--- BEGIN ---
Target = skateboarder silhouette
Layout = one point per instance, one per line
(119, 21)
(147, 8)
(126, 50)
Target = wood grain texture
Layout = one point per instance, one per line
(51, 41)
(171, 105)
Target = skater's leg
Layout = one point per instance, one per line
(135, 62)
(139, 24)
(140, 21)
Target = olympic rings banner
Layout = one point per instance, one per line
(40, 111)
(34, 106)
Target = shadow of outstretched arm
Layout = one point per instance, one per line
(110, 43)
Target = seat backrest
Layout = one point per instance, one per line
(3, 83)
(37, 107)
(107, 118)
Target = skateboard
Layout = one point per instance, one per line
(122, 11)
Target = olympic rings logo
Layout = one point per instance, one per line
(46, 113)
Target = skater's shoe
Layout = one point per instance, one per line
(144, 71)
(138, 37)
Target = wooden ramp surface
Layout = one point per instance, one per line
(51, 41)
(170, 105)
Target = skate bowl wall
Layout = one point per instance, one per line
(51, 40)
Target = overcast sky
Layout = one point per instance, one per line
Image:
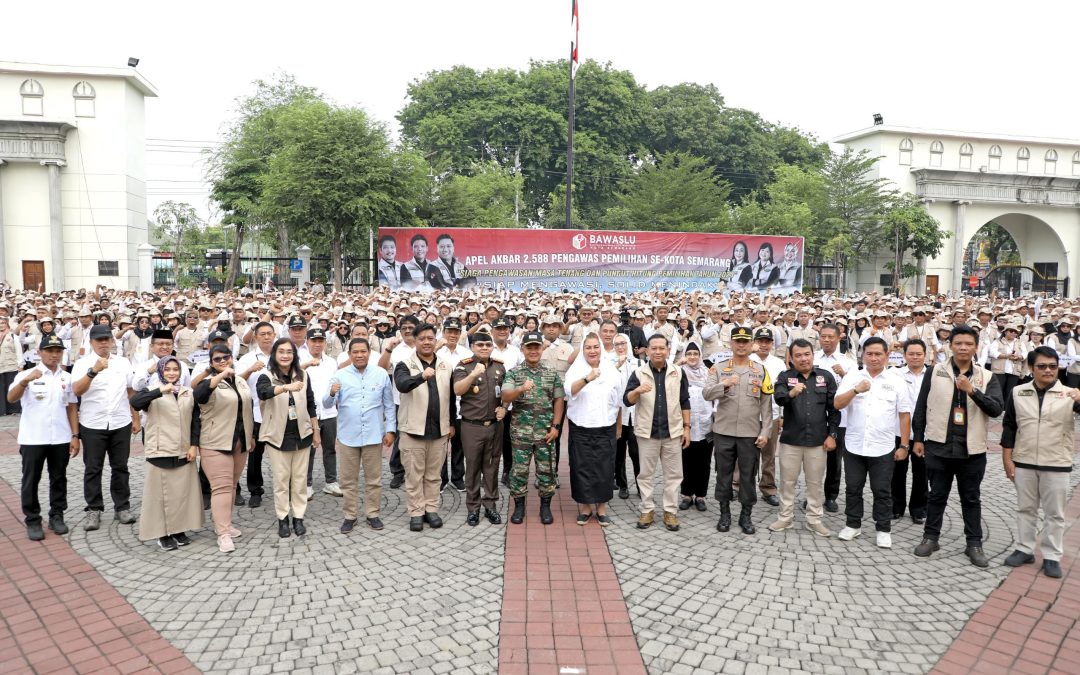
(825, 67)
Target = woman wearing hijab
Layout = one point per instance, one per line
(289, 427)
(593, 409)
(697, 457)
(172, 502)
(223, 431)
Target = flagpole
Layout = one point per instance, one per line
(569, 119)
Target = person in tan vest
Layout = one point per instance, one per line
(952, 415)
(1037, 443)
(289, 427)
(224, 431)
(172, 501)
(423, 420)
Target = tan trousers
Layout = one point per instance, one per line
(289, 481)
(669, 454)
(796, 459)
(223, 471)
(767, 467)
(350, 460)
(423, 462)
(1050, 490)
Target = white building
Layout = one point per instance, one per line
(72, 176)
(1028, 186)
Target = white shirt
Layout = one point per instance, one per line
(597, 403)
(105, 404)
(44, 420)
(873, 416)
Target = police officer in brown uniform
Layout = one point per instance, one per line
(477, 380)
(741, 424)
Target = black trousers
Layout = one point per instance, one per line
(626, 443)
(697, 461)
(968, 472)
(879, 470)
(457, 462)
(834, 461)
(96, 445)
(255, 466)
(920, 488)
(729, 450)
(35, 458)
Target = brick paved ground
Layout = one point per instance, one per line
(693, 601)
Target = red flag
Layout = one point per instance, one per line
(574, 40)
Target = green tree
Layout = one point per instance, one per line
(909, 228)
(335, 178)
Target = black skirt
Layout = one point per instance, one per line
(592, 463)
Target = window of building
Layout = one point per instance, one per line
(1022, 158)
(966, 152)
(905, 151)
(936, 150)
(84, 96)
(1050, 165)
(34, 96)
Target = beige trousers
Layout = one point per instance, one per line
(796, 459)
(289, 481)
(669, 454)
(423, 462)
(350, 460)
(1050, 490)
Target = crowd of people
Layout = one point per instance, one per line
(467, 386)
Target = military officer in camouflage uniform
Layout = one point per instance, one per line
(536, 391)
(477, 380)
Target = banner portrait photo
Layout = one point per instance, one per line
(583, 260)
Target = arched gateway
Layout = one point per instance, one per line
(1030, 187)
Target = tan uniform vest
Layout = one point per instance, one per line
(413, 413)
(940, 406)
(1043, 437)
(643, 410)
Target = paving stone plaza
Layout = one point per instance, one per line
(464, 599)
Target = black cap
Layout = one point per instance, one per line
(531, 338)
(51, 341)
(742, 333)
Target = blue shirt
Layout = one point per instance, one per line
(365, 406)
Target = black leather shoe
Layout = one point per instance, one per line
(57, 525)
(725, 523)
(36, 534)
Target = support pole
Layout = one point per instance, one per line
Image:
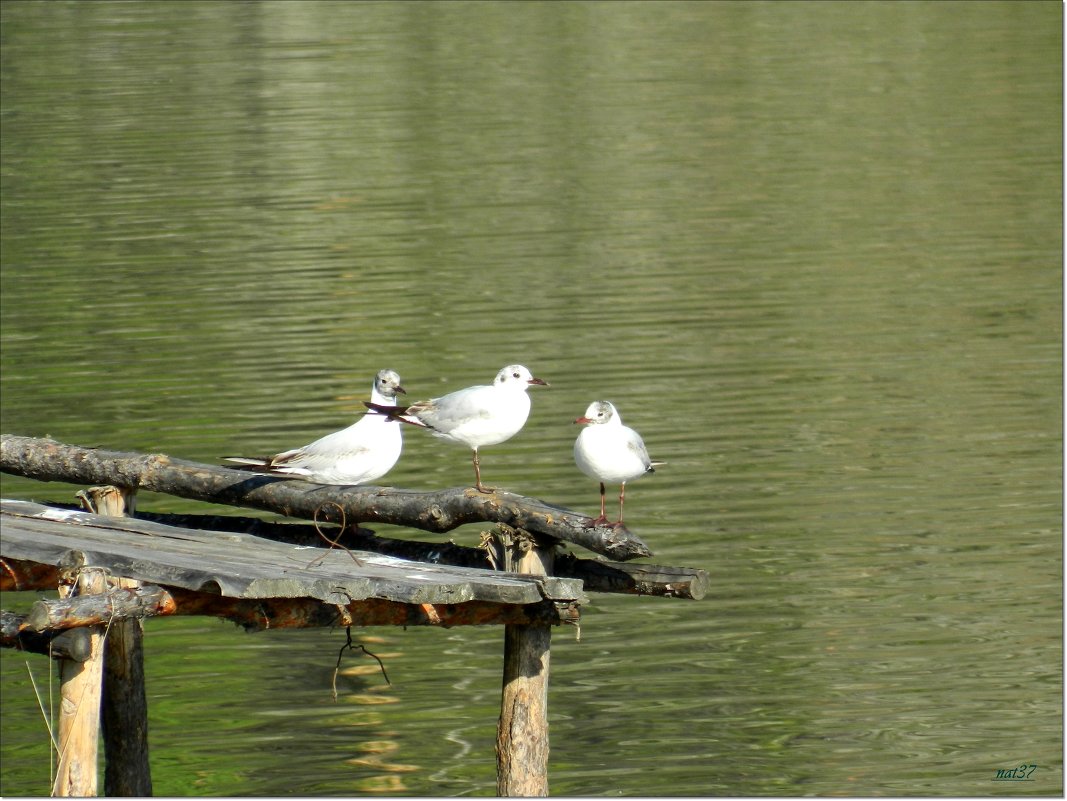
(125, 706)
(522, 736)
(79, 726)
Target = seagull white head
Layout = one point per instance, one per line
(516, 377)
(599, 414)
(387, 386)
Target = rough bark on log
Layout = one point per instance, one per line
(72, 644)
(255, 614)
(439, 511)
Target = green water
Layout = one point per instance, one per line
(811, 251)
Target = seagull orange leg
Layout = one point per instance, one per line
(603, 518)
(477, 474)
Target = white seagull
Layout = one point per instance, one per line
(363, 452)
(608, 451)
(476, 416)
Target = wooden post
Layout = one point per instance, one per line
(125, 706)
(522, 735)
(79, 727)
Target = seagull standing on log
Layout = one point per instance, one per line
(476, 416)
(363, 452)
(608, 451)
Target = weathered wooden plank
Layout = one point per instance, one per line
(245, 566)
(596, 575)
(522, 732)
(440, 511)
(79, 726)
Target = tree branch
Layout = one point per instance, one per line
(47, 460)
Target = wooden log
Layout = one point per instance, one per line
(124, 706)
(69, 644)
(79, 724)
(440, 511)
(522, 734)
(98, 609)
(18, 575)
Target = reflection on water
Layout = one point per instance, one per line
(812, 251)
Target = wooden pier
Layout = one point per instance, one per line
(113, 566)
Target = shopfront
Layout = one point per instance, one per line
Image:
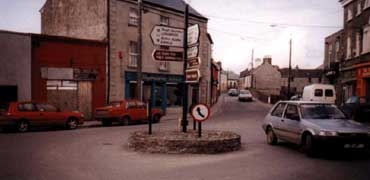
(167, 89)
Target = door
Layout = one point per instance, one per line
(290, 125)
(85, 98)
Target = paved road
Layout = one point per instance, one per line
(101, 153)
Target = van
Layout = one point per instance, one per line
(320, 93)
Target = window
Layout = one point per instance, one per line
(133, 54)
(278, 111)
(133, 17)
(164, 20)
(366, 40)
(318, 92)
(349, 14)
(359, 9)
(26, 107)
(291, 112)
(349, 52)
(329, 93)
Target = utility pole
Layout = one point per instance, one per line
(139, 94)
(184, 122)
(290, 66)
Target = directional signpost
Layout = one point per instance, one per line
(200, 113)
(163, 55)
(167, 36)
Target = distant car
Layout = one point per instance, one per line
(126, 111)
(233, 92)
(245, 95)
(356, 110)
(313, 125)
(23, 115)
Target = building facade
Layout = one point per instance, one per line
(116, 21)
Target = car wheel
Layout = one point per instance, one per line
(156, 119)
(308, 146)
(271, 137)
(72, 123)
(23, 126)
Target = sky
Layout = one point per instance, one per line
(236, 27)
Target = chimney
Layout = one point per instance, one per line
(267, 59)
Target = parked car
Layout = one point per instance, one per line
(319, 92)
(245, 95)
(313, 125)
(356, 110)
(23, 115)
(126, 111)
(233, 92)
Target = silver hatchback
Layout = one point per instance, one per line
(314, 125)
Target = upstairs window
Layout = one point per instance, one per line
(164, 20)
(133, 17)
(133, 54)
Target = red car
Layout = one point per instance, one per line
(126, 111)
(23, 115)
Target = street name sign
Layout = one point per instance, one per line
(193, 34)
(167, 36)
(164, 55)
(200, 112)
(194, 63)
(193, 52)
(192, 76)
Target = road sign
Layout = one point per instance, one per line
(193, 52)
(167, 36)
(163, 55)
(192, 76)
(193, 34)
(200, 112)
(194, 63)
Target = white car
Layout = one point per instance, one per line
(245, 95)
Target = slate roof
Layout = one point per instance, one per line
(301, 73)
(177, 5)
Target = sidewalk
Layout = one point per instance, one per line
(171, 115)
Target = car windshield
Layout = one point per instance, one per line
(244, 92)
(321, 111)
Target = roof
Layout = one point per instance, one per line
(303, 73)
(177, 5)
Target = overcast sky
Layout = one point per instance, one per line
(236, 27)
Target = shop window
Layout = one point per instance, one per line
(133, 17)
(133, 54)
(164, 20)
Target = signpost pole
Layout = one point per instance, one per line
(184, 121)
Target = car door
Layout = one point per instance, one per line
(290, 124)
(276, 117)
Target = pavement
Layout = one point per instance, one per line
(102, 153)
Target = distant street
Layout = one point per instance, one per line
(101, 153)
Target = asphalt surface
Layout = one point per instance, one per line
(102, 153)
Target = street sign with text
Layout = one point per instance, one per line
(193, 34)
(194, 63)
(193, 52)
(167, 36)
(164, 55)
(192, 76)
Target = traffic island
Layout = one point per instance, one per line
(176, 142)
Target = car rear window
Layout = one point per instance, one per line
(329, 93)
(278, 111)
(318, 92)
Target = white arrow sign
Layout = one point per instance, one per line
(193, 34)
(167, 36)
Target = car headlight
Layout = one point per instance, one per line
(328, 133)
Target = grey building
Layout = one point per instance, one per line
(15, 69)
(116, 21)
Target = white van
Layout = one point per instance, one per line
(320, 93)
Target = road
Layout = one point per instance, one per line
(102, 153)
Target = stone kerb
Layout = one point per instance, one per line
(175, 142)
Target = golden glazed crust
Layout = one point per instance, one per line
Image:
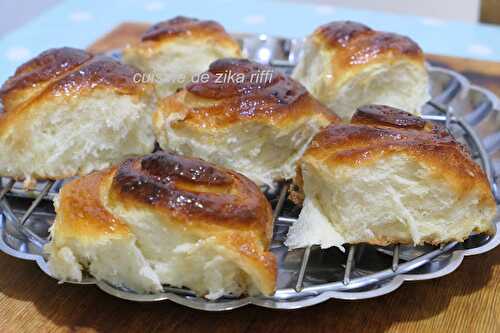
(62, 73)
(192, 195)
(179, 28)
(351, 44)
(81, 213)
(384, 134)
(219, 101)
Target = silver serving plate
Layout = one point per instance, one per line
(306, 276)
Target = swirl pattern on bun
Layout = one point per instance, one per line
(347, 64)
(165, 219)
(389, 179)
(245, 116)
(172, 52)
(68, 112)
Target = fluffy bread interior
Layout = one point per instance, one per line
(151, 252)
(402, 83)
(395, 199)
(77, 135)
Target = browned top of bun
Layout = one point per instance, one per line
(200, 198)
(219, 101)
(193, 191)
(64, 72)
(386, 116)
(378, 133)
(355, 43)
(181, 25)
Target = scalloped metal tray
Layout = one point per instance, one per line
(306, 276)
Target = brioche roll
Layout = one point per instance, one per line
(173, 52)
(67, 112)
(346, 64)
(165, 219)
(389, 178)
(259, 124)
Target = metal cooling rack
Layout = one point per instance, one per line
(306, 276)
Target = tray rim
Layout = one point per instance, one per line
(230, 304)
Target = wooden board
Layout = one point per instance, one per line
(467, 300)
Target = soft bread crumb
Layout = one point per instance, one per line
(393, 200)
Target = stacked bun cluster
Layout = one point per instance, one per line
(192, 214)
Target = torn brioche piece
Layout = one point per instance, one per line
(245, 116)
(389, 178)
(173, 52)
(164, 219)
(67, 112)
(347, 64)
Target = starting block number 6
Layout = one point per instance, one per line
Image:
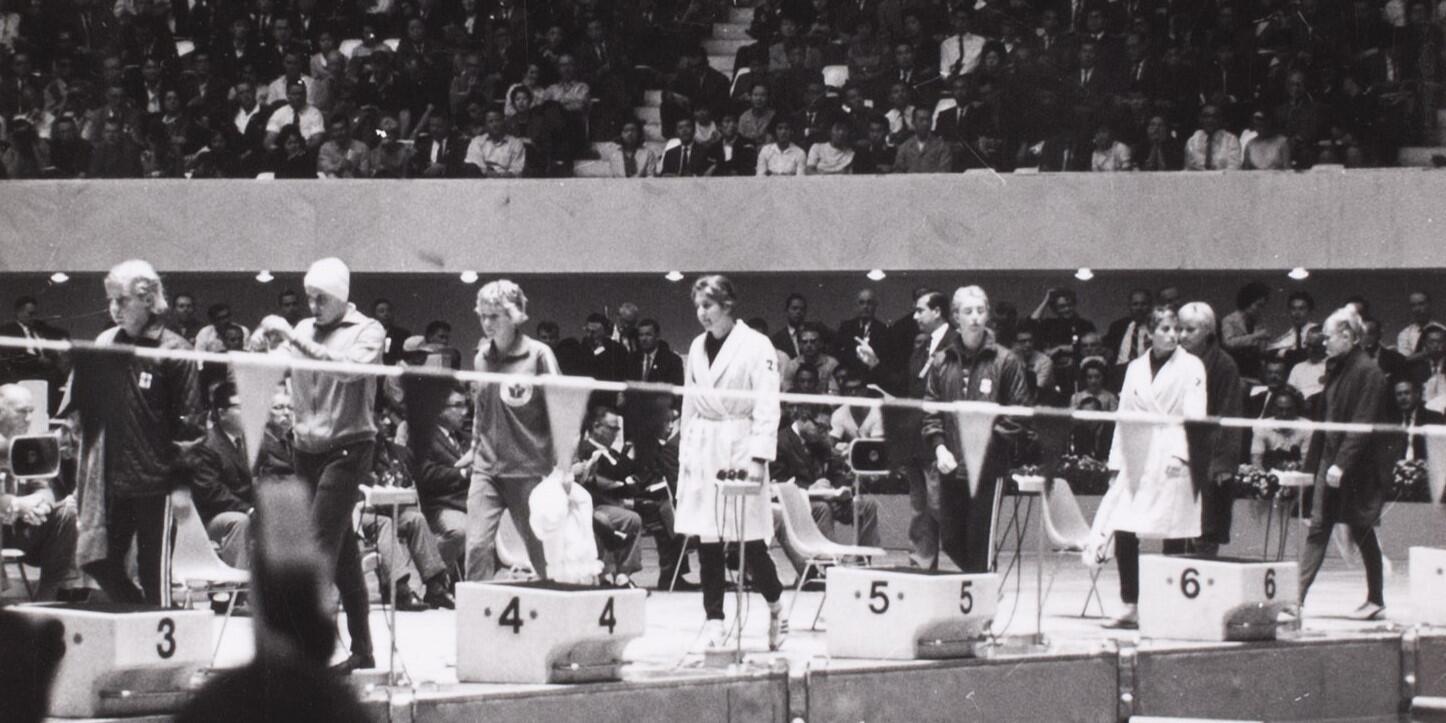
--- END ---
TASK OBJECTIVE: Pictures do not go in the copy. Write out exactly the lines from the line containing "Target = stone kerb" through the last line of the listing.

RESPONSE:
Target = stone kerb
Layout = one point per instance, one per line
(175, 142)
Target = golden glazed crust
Layout = one point per instance, one per line
Image:
(62, 73)
(192, 195)
(179, 28)
(351, 44)
(81, 213)
(384, 134)
(219, 101)
Target = silver serving plate
Layout = one point per instance, one per line
(306, 276)
Target = swirl pattern on bun
Layout = one point per instance, one per line
(347, 64)
(165, 219)
(389, 179)
(245, 116)
(172, 52)
(68, 112)
Target = fluffy bread interior
Layout = one point per instance, one per line
(151, 252)
(402, 83)
(395, 199)
(77, 135)
Target = browned top of bun
Layout = one point per instance, one per line
(200, 198)
(219, 101)
(193, 191)
(64, 72)
(386, 116)
(378, 133)
(355, 43)
(181, 25)
Target = scalloped metal tray
Layout = one point per instance, one per line
(306, 276)
Target = brioche roll
Layout = one point per instance, one per line
(173, 52)
(67, 112)
(346, 64)
(165, 219)
(389, 178)
(259, 124)
Target = metal cooling rack
Layout = one point per instance, one per line
(306, 276)
Target = tray rim
Layout = one point per instance, one per line
(230, 304)
Target = wooden board
Layout = one point per instance, one per line
(467, 300)
Target = soft bread crumb
Layout = one point per instance, one per line
(393, 200)
Target = stacked bun cluster
Layout = one point per instance, one per line
(192, 214)
Target = torn brioche piece
Layout = one point per instance, one per line
(245, 116)
(389, 178)
(173, 52)
(164, 219)
(67, 112)
(347, 64)
Target = starting block number 6
Layout = one point per instance, one per line
Image:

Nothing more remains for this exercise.